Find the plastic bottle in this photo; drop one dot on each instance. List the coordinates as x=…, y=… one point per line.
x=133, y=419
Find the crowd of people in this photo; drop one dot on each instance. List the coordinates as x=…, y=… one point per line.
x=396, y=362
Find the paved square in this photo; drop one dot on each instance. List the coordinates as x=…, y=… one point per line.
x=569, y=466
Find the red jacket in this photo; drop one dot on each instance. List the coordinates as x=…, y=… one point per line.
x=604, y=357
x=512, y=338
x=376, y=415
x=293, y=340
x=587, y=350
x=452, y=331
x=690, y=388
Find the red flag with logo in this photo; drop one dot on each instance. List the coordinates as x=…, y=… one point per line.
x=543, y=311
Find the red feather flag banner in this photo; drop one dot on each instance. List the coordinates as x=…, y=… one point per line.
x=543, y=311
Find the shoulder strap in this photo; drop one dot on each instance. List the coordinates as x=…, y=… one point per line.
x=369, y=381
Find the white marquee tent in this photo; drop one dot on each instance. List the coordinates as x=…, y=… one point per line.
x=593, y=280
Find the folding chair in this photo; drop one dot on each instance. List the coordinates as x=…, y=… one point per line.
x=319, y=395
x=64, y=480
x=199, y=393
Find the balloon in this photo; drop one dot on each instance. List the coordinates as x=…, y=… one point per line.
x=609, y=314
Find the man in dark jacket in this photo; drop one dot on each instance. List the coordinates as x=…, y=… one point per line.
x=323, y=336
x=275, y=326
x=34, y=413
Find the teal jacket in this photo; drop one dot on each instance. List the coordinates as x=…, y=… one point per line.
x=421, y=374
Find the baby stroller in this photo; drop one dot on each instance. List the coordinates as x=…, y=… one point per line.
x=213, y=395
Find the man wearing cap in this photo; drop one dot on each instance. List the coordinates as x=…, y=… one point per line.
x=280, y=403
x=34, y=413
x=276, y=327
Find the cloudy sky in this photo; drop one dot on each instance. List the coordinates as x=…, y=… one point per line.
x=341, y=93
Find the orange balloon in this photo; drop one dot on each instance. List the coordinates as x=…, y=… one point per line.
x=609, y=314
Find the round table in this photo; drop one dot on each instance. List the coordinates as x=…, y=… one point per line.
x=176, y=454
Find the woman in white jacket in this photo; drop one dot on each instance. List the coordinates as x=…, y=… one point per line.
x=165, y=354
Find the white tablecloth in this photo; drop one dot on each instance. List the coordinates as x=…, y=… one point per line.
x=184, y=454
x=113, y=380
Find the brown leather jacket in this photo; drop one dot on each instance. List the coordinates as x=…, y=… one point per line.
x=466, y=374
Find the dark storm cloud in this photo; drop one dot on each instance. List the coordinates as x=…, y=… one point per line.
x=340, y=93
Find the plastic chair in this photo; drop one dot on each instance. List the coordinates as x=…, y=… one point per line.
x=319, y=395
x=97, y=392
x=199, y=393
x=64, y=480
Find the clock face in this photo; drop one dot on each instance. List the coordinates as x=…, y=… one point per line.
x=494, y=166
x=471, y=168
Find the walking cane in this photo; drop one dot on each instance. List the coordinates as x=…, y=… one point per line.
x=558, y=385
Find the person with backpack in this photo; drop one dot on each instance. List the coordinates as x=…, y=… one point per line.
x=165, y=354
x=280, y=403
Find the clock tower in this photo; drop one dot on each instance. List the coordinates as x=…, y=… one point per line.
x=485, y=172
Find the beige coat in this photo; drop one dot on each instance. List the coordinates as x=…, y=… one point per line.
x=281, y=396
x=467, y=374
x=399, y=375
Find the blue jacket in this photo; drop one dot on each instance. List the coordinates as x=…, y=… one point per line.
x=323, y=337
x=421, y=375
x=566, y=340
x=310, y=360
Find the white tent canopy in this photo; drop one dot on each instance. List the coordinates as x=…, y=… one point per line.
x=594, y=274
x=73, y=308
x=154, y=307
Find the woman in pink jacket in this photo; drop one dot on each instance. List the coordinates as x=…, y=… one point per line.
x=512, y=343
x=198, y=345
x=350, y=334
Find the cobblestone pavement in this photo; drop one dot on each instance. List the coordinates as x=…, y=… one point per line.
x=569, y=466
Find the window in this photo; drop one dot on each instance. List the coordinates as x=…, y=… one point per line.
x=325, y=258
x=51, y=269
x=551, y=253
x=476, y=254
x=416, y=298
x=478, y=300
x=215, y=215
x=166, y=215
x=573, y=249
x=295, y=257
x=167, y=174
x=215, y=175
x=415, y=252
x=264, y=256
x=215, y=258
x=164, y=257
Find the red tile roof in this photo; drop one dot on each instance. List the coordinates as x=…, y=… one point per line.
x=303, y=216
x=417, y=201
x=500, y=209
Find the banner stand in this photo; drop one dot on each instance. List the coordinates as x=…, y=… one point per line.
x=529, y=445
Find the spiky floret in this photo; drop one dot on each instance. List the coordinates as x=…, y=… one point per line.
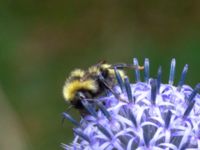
x=156, y=116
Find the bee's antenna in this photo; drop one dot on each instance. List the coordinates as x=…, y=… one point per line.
x=101, y=78
x=63, y=118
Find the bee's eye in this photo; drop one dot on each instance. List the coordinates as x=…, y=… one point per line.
x=81, y=95
x=104, y=73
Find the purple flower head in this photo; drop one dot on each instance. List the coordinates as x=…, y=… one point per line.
x=153, y=116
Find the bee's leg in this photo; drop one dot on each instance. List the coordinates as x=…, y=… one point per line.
x=103, y=81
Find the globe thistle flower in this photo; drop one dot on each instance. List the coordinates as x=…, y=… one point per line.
x=155, y=115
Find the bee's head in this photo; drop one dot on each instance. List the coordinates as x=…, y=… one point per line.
x=77, y=89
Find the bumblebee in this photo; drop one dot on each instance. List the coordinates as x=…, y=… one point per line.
x=92, y=83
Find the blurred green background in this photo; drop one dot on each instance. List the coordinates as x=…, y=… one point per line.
x=42, y=41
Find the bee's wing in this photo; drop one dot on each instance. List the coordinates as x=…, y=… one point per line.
x=124, y=65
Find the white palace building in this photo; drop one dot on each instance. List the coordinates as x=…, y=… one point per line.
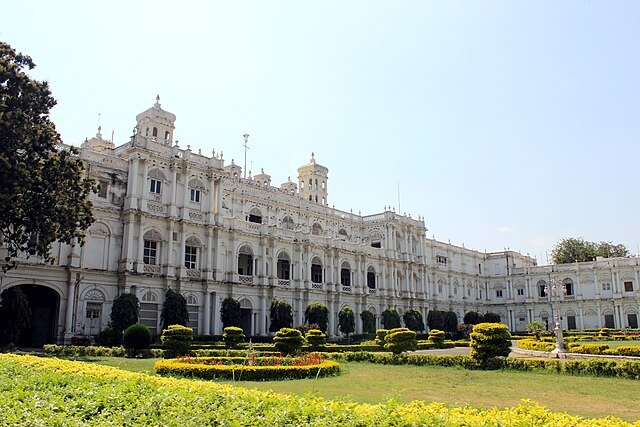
x=170, y=218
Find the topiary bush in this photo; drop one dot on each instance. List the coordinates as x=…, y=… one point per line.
x=136, y=338
x=288, y=341
x=233, y=336
x=380, y=334
x=489, y=341
x=176, y=341
x=437, y=337
x=316, y=339
x=399, y=340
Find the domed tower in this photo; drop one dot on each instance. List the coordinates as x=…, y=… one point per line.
x=156, y=123
x=312, y=180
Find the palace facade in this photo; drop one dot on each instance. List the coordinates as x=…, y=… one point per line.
x=167, y=217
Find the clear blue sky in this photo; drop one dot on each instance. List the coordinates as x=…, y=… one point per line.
x=506, y=124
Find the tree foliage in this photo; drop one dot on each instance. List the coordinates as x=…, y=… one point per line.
x=368, y=322
x=280, y=315
x=125, y=312
x=15, y=314
x=43, y=195
x=572, y=249
x=174, y=309
x=413, y=320
x=390, y=318
x=346, y=320
x=231, y=312
x=317, y=313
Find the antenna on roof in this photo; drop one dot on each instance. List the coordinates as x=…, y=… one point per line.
x=246, y=147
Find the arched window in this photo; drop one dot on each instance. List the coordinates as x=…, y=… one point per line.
x=284, y=266
x=316, y=229
x=191, y=249
x=287, y=223
x=255, y=216
x=316, y=270
x=245, y=261
x=371, y=278
x=151, y=247
x=345, y=274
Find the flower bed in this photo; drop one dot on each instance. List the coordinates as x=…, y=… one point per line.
x=48, y=391
x=250, y=368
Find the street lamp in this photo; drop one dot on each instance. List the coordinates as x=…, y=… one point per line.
x=556, y=285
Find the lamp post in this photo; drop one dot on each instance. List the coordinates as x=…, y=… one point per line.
x=556, y=285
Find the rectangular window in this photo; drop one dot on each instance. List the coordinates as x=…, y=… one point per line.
x=194, y=195
x=150, y=252
x=102, y=189
x=156, y=186
x=190, y=257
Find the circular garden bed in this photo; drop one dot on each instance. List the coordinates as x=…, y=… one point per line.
x=252, y=368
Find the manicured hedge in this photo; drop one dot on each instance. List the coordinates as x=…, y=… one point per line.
x=595, y=367
x=47, y=391
x=94, y=351
x=245, y=372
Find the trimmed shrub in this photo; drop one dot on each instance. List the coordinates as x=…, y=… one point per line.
x=413, y=320
x=317, y=313
x=176, y=341
x=368, y=322
x=488, y=341
x=346, y=320
x=437, y=336
x=316, y=339
x=390, y=318
x=246, y=372
x=136, y=338
x=233, y=336
x=380, y=334
x=125, y=312
x=288, y=341
x=399, y=340
x=280, y=315
x=174, y=309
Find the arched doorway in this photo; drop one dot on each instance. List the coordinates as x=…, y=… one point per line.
x=44, y=303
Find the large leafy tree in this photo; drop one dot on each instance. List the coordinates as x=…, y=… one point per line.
x=43, y=194
x=346, y=320
x=280, y=315
x=317, y=313
x=174, y=309
x=125, y=312
x=231, y=313
x=574, y=249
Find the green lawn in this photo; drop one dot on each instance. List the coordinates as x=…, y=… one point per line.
x=365, y=382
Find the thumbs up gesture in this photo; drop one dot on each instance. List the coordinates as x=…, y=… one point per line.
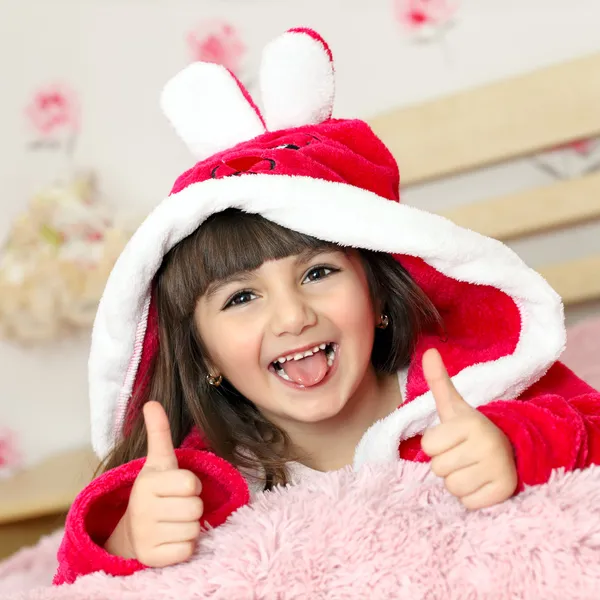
x=473, y=456
x=162, y=521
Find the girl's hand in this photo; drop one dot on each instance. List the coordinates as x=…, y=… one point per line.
x=473, y=456
x=162, y=521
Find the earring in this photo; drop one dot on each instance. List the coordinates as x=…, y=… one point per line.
x=384, y=321
x=214, y=381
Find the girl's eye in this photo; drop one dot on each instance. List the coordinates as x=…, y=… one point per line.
x=317, y=273
x=239, y=299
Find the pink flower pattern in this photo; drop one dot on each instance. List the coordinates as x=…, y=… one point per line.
x=218, y=42
x=582, y=147
x=417, y=15
x=53, y=109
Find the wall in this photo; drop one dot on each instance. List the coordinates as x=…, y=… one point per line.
x=116, y=55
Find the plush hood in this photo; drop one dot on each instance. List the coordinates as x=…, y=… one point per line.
x=292, y=163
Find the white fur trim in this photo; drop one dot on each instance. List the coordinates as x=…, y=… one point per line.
x=297, y=81
x=208, y=109
x=385, y=226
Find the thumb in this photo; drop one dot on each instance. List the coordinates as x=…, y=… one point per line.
x=161, y=454
x=448, y=401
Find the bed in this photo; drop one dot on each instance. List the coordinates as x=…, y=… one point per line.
x=463, y=132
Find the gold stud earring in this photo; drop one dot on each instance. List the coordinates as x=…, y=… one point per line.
x=214, y=381
x=384, y=321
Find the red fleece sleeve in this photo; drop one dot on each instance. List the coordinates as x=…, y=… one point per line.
x=553, y=424
x=99, y=507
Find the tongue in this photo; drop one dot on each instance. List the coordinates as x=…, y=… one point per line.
x=307, y=371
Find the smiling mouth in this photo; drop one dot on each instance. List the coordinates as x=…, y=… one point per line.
x=306, y=369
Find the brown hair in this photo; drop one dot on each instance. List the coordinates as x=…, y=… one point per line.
x=227, y=243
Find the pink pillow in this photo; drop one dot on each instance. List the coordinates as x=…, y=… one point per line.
x=583, y=350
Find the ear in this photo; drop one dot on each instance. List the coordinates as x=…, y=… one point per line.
x=297, y=80
x=210, y=109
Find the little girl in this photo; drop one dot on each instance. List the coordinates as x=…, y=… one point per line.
x=282, y=314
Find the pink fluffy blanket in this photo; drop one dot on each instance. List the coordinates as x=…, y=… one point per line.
x=390, y=531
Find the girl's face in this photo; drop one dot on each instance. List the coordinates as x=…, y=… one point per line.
x=294, y=336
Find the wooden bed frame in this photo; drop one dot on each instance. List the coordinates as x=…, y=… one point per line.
x=466, y=131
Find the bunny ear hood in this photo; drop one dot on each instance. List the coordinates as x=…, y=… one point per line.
x=290, y=163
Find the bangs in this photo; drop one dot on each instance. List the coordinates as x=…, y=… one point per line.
x=227, y=243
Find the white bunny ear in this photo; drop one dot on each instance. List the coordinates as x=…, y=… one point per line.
x=297, y=80
x=210, y=109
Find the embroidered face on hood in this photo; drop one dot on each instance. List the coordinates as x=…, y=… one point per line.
x=288, y=163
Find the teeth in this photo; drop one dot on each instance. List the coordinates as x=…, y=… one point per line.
x=329, y=353
x=283, y=374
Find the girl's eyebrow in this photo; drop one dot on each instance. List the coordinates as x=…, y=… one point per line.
x=309, y=253
x=245, y=276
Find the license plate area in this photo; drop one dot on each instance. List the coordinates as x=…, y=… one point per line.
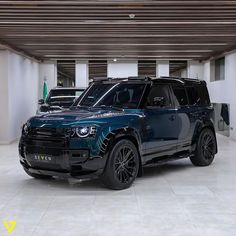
x=41, y=158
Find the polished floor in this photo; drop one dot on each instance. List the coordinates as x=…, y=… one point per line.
x=172, y=199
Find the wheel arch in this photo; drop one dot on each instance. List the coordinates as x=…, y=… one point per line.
x=199, y=129
x=123, y=133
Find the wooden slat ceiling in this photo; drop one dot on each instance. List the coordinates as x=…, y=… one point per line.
x=101, y=30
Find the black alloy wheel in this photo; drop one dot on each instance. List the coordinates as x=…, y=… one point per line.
x=122, y=165
x=208, y=146
x=206, y=149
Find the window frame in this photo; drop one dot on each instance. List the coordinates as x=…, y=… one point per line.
x=172, y=105
x=173, y=96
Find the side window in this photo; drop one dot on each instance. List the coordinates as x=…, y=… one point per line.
x=204, y=95
x=180, y=96
x=193, y=96
x=159, y=94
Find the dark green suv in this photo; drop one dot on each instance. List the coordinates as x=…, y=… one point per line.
x=118, y=126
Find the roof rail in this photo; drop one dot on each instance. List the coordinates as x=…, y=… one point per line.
x=172, y=78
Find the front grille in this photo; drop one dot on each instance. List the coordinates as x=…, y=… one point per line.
x=43, y=150
x=49, y=132
x=48, y=137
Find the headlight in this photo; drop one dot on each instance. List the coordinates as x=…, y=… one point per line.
x=25, y=129
x=84, y=131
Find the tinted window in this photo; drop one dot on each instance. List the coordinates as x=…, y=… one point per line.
x=63, y=97
x=193, y=96
x=158, y=92
x=114, y=94
x=180, y=95
x=203, y=94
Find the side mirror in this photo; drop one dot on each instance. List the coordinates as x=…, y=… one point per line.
x=159, y=101
x=44, y=108
x=41, y=102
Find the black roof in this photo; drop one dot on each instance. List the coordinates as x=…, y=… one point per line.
x=162, y=79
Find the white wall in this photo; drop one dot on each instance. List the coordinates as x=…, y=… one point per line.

_ _ _ _ _ _ _

**Required work**. Copy out the lines starting at the one containing "Find the headlight" and ending with the last line of the entries. Include nothing else.

**Result below**.
Find the headlight in this photo; drop one dot on each instance. List the coordinates as x=…, y=… one point per line.
x=25, y=129
x=84, y=131
Find the tinted window in this photo; drop one dot on each instance. List the coordinates as x=…, y=… one point per line.
x=63, y=97
x=193, y=96
x=158, y=92
x=114, y=94
x=180, y=95
x=203, y=94
Find the side mirror in this photo; drop one dot on each instance. List the coordinates as x=…, y=… one point per line.
x=159, y=101
x=44, y=108
x=41, y=102
Find the black roof in this photo; drop one dot on each instance. List the coordinates as x=…, y=… one point per line.
x=162, y=79
Find the white wall in this photo; drop one dot on each instance. List the coordinates as x=…, y=… one point per line.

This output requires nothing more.